(Point placement records)
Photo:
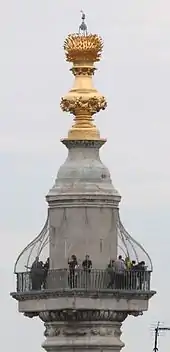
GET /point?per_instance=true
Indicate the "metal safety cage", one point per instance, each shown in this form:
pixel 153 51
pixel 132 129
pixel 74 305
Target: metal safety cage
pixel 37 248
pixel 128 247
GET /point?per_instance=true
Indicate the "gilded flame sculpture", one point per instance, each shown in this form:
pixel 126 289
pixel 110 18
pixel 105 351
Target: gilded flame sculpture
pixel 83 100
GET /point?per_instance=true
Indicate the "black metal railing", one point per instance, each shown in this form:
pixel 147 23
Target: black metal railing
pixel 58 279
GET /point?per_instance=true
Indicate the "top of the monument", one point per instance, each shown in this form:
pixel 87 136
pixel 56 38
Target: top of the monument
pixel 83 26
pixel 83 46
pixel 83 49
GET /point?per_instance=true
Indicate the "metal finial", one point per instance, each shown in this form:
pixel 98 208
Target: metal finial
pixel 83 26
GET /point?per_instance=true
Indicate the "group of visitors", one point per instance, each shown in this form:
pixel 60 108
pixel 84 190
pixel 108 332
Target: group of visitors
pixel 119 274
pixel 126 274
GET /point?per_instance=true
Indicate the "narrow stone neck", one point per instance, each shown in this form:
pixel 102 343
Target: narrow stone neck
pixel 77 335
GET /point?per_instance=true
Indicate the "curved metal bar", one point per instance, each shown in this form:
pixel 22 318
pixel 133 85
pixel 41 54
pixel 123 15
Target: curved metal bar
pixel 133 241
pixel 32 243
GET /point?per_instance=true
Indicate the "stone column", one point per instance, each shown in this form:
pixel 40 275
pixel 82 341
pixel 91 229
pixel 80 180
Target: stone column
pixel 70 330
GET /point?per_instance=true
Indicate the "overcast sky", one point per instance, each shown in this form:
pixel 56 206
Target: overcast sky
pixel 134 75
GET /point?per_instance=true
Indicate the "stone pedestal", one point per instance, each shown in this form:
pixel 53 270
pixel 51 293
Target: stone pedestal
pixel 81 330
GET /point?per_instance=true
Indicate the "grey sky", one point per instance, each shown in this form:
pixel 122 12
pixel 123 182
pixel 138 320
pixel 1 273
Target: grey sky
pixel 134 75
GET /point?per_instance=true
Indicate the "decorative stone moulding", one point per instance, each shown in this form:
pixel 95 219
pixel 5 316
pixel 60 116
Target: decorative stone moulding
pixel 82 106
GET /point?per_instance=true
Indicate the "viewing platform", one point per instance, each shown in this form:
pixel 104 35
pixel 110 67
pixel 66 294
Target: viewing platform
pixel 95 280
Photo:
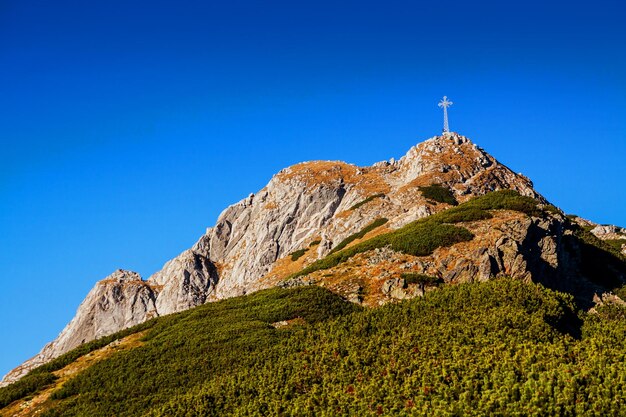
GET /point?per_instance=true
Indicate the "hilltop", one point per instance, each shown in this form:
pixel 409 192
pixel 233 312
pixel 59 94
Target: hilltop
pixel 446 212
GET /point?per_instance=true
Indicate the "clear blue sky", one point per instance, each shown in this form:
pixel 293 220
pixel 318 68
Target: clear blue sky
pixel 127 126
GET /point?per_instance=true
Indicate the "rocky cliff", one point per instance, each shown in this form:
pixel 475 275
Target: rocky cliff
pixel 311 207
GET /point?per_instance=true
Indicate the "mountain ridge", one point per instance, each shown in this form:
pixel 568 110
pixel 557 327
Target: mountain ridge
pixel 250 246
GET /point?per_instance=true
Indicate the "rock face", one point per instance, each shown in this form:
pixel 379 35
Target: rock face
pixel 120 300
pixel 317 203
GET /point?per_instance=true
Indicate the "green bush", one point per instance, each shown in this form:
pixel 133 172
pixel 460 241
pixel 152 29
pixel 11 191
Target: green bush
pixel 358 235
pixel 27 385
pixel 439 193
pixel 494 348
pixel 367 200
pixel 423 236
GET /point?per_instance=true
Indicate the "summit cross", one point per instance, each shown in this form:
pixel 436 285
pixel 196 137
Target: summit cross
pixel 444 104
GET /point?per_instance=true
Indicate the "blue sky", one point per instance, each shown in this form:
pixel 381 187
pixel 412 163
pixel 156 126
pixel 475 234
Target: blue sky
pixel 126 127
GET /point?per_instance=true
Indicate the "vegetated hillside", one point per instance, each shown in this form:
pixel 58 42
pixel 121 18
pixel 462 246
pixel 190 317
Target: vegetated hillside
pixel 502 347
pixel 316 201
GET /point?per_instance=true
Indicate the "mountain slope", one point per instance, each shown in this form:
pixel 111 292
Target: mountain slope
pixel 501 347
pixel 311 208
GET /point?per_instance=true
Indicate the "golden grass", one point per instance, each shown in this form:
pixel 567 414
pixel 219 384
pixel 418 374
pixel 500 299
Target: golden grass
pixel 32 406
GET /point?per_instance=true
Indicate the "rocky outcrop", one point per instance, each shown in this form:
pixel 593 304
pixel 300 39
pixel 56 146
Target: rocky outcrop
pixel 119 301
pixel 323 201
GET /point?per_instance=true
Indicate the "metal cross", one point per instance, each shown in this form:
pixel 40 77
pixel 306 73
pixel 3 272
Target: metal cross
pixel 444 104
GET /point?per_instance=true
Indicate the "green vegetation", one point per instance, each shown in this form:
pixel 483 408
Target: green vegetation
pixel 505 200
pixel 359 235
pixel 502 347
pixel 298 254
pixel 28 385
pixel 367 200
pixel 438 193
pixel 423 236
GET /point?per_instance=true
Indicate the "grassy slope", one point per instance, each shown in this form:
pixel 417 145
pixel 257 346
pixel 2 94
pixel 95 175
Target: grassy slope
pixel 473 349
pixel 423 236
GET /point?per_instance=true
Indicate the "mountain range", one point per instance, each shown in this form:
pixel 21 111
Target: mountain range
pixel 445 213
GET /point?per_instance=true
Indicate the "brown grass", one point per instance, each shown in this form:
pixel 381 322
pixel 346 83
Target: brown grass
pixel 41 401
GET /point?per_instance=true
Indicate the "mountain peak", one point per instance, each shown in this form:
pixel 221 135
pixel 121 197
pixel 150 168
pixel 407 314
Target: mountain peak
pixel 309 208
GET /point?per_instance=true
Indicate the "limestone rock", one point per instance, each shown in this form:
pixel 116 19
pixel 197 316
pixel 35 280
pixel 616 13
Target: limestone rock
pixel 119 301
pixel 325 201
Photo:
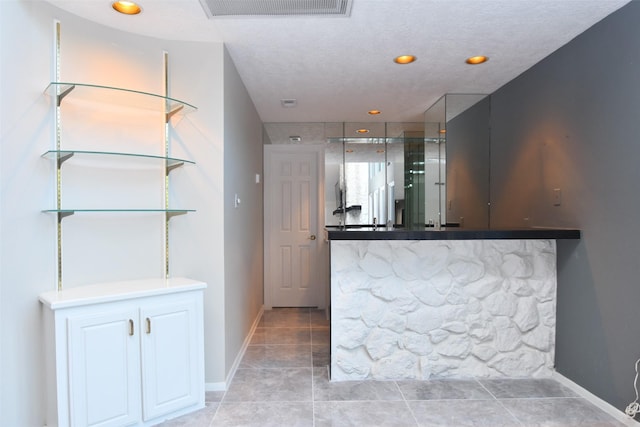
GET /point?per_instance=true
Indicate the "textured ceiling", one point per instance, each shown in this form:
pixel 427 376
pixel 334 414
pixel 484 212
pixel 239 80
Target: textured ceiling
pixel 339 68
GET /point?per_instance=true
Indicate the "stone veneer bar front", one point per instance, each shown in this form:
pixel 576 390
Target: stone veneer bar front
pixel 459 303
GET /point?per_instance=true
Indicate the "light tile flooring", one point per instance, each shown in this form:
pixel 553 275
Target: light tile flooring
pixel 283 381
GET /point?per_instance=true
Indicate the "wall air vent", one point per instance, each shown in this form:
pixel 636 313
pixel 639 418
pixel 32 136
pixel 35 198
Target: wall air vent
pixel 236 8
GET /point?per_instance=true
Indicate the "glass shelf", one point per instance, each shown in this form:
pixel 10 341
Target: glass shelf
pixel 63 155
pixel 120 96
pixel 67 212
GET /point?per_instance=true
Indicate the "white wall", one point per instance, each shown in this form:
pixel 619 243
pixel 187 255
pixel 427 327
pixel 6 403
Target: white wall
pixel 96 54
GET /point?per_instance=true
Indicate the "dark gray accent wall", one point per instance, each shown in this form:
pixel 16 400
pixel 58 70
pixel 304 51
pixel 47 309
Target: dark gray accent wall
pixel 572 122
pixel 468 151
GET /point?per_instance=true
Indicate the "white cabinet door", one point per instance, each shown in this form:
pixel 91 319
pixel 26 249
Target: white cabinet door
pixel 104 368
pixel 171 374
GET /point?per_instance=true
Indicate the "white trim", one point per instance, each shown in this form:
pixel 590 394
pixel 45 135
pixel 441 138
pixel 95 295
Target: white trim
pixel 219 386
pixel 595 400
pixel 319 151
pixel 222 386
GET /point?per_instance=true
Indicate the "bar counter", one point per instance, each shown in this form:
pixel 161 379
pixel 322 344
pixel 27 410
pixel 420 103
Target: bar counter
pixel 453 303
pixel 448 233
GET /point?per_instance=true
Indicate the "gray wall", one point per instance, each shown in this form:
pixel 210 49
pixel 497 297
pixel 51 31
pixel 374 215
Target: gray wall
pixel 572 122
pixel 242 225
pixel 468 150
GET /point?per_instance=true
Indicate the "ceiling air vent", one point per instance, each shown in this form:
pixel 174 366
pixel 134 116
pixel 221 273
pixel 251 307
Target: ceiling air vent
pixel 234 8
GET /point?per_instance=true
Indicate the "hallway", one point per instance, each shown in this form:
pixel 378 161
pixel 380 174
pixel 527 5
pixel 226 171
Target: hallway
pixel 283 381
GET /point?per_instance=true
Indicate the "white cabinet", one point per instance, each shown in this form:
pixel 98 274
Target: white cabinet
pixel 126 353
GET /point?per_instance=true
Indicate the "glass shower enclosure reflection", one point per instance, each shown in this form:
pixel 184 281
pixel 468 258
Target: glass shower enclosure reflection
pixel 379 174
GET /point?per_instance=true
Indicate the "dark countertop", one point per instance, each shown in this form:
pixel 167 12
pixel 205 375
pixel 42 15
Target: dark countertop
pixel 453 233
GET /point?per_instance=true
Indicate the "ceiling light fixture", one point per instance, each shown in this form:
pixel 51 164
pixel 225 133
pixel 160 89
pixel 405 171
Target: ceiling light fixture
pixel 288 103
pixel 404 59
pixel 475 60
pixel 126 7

* * *

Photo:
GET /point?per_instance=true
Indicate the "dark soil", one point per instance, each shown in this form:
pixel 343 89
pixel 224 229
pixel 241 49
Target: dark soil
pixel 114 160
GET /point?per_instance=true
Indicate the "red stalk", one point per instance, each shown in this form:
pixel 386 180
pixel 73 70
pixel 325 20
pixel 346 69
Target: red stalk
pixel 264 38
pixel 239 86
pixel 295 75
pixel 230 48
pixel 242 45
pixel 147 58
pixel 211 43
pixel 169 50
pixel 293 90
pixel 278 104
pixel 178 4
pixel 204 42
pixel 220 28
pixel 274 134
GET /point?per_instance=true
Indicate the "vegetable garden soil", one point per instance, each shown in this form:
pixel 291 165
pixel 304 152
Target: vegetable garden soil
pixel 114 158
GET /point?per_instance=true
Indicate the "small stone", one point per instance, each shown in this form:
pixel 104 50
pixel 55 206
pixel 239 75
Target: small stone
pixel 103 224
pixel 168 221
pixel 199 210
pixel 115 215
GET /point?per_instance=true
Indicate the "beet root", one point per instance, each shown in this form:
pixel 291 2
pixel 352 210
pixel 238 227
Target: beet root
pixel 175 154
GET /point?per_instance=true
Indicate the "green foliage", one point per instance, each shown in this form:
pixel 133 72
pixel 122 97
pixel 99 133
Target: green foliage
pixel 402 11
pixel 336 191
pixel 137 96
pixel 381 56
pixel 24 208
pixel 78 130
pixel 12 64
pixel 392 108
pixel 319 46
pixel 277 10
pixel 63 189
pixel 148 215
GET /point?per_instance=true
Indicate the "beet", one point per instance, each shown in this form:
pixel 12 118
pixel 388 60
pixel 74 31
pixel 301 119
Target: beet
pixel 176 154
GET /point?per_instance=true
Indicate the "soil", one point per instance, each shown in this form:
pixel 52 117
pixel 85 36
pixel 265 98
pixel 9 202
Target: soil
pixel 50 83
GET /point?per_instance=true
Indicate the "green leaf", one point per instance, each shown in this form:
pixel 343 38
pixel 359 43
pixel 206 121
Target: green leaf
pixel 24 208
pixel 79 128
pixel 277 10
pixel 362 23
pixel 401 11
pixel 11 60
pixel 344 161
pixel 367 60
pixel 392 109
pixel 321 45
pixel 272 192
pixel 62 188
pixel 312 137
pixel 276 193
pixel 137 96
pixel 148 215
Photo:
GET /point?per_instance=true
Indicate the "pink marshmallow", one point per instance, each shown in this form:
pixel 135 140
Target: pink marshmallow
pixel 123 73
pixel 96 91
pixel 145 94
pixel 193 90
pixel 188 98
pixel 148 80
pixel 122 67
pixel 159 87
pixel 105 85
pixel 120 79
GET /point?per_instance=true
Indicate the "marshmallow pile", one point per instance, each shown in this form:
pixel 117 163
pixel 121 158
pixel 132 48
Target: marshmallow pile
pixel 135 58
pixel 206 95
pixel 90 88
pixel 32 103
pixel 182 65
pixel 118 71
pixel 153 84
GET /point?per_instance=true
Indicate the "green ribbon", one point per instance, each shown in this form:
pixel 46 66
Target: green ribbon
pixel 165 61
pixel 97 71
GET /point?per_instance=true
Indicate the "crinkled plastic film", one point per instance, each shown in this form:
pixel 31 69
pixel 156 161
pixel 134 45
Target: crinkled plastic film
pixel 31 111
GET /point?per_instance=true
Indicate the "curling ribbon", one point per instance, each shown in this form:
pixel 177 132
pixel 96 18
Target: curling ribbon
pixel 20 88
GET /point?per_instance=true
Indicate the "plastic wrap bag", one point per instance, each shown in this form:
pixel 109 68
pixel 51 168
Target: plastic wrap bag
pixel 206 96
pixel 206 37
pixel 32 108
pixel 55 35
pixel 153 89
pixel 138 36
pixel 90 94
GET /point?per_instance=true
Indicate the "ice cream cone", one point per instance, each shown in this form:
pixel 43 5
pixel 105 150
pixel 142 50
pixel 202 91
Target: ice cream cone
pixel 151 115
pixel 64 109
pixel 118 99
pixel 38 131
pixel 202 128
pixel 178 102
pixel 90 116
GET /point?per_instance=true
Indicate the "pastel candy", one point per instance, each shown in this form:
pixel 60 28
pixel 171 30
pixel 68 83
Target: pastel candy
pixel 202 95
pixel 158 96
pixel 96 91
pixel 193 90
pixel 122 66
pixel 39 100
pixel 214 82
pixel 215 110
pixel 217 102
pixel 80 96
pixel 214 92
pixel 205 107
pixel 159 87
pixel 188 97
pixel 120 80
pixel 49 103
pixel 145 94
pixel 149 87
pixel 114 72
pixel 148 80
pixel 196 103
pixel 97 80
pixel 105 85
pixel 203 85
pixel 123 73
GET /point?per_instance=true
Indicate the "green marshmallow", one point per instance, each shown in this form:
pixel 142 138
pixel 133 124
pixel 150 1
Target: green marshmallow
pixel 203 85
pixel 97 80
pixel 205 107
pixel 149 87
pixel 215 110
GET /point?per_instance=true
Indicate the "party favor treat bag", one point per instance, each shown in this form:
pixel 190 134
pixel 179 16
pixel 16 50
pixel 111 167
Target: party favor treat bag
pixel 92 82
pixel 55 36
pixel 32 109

:: Work to be completed ::
Count the lines in the records that contain the string "root", matching case exactly, and give only the number.

:: Result ::
2